→ Exercise aim: Can you copy the lines below verbatim, from the line containing "In this exercise you will annotate each instance of the blue" through the line containing "(1161, 635)", and omit the pictures?

→ Data supplied:
# # # # # # #

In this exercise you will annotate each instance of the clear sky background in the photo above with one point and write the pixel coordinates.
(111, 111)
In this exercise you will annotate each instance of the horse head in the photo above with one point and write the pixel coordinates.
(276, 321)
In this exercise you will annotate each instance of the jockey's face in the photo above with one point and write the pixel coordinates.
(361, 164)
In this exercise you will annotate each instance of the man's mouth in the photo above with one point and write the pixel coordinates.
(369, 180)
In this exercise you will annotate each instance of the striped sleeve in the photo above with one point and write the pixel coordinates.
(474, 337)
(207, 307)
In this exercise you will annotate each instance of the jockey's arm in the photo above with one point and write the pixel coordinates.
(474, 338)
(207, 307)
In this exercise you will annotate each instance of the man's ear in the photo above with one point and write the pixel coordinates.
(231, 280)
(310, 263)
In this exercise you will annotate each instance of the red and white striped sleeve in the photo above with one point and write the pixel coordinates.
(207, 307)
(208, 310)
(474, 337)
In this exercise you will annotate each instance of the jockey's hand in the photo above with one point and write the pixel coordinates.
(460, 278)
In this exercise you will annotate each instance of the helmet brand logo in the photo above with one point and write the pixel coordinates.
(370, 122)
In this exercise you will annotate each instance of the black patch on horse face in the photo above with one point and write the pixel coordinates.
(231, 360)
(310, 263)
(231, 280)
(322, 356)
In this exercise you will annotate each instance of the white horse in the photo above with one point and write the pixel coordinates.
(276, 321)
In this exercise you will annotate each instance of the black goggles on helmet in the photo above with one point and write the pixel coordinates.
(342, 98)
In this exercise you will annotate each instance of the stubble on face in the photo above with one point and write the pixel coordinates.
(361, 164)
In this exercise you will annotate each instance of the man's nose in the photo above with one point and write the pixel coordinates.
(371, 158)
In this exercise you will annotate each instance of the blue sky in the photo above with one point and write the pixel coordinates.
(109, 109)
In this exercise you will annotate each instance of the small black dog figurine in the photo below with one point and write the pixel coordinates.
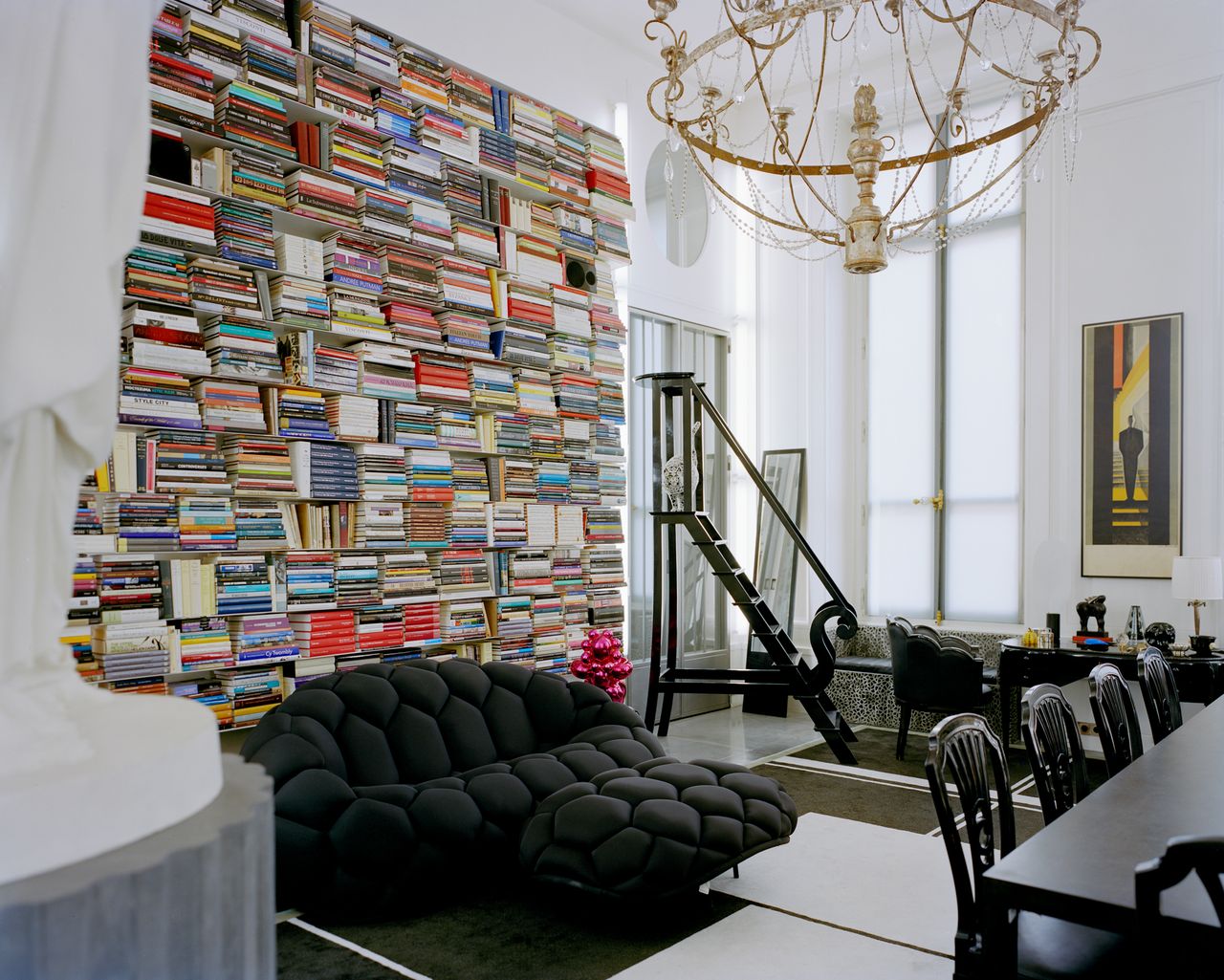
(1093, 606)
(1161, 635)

# # # # # # #

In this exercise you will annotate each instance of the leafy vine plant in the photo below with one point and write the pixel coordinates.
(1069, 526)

# # # # # # #

→ Task solution:
In this exercise you will annotate each instance of the blue sky in the photo above with one point and write the pixel coordinates.
(109, 109)
In this exercise you will annotate each instance of the small black dog figurine in the photo below with one point and write the pixel coordinates.
(1093, 606)
(1161, 635)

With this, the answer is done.